## Request:
List every person named in the court case text.

## Text shown:
:::

From Casetext: Smarter Legal Research

Bank v. Hart

Supreme Court of North Carolina
Jun 1, 1872
67 N.C. 264 (N.C. 1872)

Opinion

June Term, 1872.

The act of 1869-'70, requiring banks bills to be received in payment of judgments, rendered in favor of banks chartered prior to 1 May, 1865, is constitutional. The statute is merely an extension of the principles upon which the statute of set-off is based, and in adjusting the balances according to equitable principles, interest on the bank bills, tendered in payment, should be allowed from the date to the demand and protest.

Rule upon plaintiff, to show cause why it should not accept its bills in satisfaction of a judgment, heard before Logan, J., at Spring Term, 1872, of MECKLENBURG.

The Plaintiff had obtained judgment against one Taylor and defendant Hart for $3,400 and execution was in the hands of the Sheriff. Defendant was the owner of a large amount of the bills of the plaintiff (Bank of Charlotte), payment of which had been demanded and the bills protested for nonpayment. The rule was to show cause why these bills should not be received in satisfaction of the judgment, allowing interest on the bills. Plaintiff objected to the allowance of interest. His Honor being of opinion with the plaintiff discharged the rule.

J. H. Wilson for plaintiff.

:::

Pointing and labeling entries:
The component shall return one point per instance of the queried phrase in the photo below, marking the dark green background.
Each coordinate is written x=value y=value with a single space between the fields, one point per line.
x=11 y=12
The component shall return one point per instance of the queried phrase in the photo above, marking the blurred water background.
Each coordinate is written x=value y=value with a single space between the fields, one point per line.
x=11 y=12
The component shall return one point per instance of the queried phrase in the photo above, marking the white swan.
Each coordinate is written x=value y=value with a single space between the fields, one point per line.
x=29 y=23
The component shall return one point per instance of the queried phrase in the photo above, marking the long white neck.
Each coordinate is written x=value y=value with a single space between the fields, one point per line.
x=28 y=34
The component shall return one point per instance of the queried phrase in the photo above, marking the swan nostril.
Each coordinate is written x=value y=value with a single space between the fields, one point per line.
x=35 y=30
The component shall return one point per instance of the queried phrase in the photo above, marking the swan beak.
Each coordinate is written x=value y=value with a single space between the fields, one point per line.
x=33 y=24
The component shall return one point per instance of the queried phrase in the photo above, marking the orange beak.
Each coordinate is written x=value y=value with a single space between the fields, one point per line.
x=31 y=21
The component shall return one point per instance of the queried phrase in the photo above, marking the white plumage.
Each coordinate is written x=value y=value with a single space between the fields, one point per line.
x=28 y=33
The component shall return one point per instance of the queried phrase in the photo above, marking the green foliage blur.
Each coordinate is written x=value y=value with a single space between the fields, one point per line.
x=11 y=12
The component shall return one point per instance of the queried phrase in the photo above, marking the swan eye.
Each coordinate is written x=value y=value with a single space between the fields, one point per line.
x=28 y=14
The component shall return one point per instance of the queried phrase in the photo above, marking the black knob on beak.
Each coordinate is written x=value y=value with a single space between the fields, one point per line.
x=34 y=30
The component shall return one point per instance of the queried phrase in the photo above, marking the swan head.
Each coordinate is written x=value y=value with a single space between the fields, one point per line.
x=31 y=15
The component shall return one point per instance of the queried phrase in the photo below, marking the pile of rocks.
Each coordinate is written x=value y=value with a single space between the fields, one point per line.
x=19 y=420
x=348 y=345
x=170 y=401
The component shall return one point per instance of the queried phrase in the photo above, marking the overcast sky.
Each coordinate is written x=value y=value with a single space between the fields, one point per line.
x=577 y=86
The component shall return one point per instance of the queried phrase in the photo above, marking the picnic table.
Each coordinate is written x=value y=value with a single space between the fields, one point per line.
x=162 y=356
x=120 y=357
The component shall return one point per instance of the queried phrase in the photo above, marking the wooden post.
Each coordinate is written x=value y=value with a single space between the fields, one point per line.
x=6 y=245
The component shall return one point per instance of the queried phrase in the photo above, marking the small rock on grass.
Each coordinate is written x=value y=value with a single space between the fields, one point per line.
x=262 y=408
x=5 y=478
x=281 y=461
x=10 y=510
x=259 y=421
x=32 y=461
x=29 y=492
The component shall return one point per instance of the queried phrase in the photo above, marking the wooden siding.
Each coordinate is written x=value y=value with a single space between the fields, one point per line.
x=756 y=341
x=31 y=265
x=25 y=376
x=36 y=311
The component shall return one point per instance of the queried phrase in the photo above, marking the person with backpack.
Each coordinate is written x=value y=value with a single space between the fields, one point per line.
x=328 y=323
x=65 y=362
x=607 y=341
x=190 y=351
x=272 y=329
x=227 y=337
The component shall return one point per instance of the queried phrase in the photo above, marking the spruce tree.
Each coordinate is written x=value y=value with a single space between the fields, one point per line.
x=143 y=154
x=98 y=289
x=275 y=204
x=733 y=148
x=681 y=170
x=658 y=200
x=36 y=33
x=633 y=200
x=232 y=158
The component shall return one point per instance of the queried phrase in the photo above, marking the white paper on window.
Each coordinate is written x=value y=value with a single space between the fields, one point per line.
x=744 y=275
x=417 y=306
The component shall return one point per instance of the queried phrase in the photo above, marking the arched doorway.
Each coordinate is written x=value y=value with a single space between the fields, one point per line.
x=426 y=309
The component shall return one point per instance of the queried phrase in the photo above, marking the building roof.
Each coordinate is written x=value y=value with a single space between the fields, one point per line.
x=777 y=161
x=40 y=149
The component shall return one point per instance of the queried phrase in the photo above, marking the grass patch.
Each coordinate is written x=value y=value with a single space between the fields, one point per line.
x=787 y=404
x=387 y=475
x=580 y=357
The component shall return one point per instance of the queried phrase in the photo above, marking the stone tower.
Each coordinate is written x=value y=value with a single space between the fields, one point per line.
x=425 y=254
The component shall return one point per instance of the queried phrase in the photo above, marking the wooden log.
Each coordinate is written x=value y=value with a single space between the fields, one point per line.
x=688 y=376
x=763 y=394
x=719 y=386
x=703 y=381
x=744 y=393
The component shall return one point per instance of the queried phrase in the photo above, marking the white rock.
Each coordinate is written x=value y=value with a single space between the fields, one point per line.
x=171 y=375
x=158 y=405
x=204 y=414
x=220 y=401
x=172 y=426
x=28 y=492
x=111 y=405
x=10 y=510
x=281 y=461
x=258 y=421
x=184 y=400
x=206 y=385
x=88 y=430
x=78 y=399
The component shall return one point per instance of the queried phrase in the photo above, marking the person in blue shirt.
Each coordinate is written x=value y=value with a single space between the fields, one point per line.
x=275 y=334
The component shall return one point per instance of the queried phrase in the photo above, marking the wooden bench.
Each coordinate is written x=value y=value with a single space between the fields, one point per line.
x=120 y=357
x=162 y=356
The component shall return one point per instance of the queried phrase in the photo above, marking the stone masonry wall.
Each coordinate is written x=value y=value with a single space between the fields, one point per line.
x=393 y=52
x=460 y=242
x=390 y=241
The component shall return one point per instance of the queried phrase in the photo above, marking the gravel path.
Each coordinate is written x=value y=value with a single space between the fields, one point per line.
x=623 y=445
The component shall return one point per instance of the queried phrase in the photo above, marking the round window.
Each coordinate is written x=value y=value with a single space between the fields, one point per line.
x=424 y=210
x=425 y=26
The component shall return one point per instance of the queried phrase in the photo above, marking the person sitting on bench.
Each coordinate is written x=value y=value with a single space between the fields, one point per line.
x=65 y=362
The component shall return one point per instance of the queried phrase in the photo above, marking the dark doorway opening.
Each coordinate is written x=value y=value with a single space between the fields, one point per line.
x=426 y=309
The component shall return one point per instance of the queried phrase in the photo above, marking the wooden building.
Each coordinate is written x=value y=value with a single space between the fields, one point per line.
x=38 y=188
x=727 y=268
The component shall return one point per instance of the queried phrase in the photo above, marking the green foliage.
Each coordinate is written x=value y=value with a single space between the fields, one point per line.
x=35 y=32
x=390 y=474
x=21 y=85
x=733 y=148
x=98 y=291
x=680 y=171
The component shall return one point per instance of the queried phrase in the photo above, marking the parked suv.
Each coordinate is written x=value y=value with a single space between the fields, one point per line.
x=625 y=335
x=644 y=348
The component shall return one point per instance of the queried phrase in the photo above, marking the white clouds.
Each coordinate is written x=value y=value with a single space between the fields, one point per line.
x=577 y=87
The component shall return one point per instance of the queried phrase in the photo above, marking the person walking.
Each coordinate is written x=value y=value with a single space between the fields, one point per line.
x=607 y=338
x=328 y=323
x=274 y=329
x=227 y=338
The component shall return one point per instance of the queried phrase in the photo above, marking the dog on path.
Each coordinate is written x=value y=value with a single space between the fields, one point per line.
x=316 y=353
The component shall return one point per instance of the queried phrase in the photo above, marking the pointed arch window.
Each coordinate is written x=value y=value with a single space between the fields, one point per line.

:::

## Reply to the task:
Hart, Logan, Taylor, J. H. Wilson